┌──

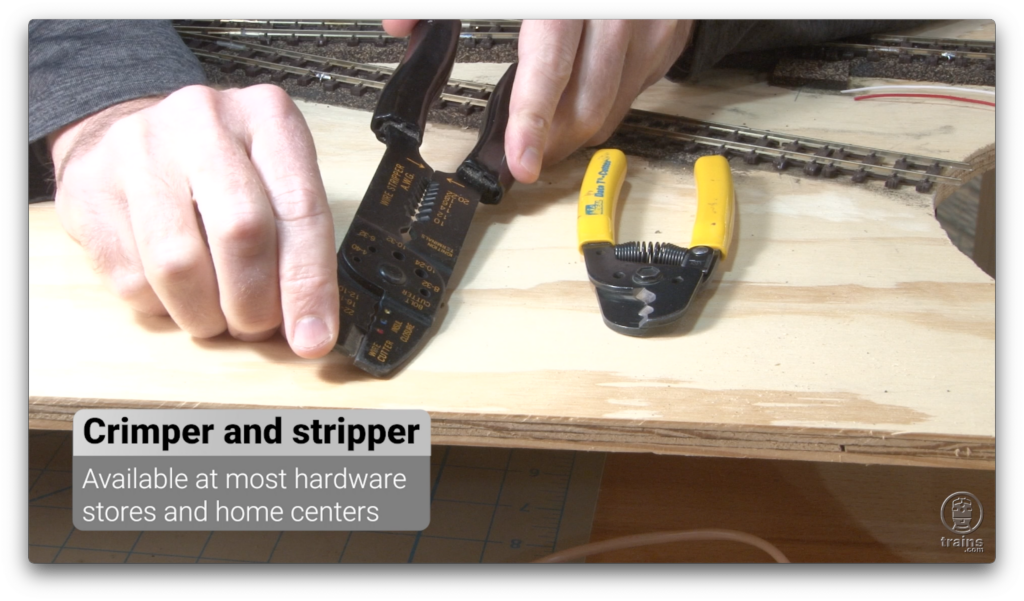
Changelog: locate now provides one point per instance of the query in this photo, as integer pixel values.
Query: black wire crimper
(395, 261)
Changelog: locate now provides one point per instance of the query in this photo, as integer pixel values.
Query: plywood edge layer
(863, 446)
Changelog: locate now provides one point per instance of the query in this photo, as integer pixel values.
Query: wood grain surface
(844, 327)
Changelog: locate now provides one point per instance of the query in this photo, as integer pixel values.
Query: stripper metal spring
(426, 208)
(650, 252)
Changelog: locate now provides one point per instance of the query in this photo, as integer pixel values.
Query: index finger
(284, 156)
(547, 54)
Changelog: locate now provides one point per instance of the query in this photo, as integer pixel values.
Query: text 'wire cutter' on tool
(395, 261)
(643, 286)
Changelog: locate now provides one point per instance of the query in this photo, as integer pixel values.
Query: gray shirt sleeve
(715, 39)
(77, 68)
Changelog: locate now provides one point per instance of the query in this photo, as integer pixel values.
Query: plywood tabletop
(844, 327)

└──

§ **The request**
Keep the pictures out of the copy and write out the data exactly as it stands.

§ **Correct response**
Changelog: locate now provides one point per instance of the query in this photo, as integer pixel values.
Query: black wire crimper
(395, 261)
Changelog: locate now provides one point per instance of the query in this photo, as integer pixel values.
Query: plywood edge layer
(863, 446)
Changelog: locate now provides one point per instance of the query in this photo, as integer pixel values.
Query: wood grain surface
(844, 327)
Changelog: locate now provides one point per instance of the query in this photo, as integer pixel values.
Query: stripper metal spring
(426, 208)
(650, 252)
Changelog: locate now provides one point per instance of the query in this photo, as integer pixel values.
Query: index finger
(284, 156)
(547, 54)
Changelog: locate now provides one point per instance of the query in this photo, as integer pixel values.
Query: text 'wire cutter' on tool
(395, 261)
(643, 286)
Changelog: locate now provides one point per instance of the query in this photo, as integer pixel values.
Query: gray shirt sleeve
(715, 39)
(77, 68)
Changelog: locate now provides one point per instance of the query in this photo, as integer pixel values.
Query: plywood tabletop
(844, 327)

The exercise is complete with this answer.